+++ RECORDS FOR THIS EXERCISE

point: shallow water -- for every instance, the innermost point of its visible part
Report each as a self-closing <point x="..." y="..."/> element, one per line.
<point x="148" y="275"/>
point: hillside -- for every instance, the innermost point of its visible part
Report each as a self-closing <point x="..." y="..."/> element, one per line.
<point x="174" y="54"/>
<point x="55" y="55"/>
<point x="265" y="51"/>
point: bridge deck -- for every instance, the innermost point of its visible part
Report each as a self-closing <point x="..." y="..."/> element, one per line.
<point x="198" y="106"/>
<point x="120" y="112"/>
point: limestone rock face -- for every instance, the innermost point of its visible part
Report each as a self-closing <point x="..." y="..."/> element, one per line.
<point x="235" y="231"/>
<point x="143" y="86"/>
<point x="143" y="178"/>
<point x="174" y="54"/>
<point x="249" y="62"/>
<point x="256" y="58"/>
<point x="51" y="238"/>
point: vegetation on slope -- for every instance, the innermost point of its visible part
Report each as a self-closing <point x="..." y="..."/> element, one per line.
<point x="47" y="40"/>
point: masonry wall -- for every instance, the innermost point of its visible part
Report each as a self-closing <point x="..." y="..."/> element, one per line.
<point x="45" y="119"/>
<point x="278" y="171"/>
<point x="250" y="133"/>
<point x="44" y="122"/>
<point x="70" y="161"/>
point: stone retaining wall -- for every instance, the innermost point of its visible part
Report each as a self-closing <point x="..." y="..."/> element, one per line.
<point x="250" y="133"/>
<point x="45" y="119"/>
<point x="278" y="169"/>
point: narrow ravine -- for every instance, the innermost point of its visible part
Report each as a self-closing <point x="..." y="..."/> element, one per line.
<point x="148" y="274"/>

++++++

Look through the lines above and collect those with the word "wall".

point: masonry wall -- for every instance, the innermost point of its visible part
point: stone retaining wall -- for every instance, the innermost point of its visible part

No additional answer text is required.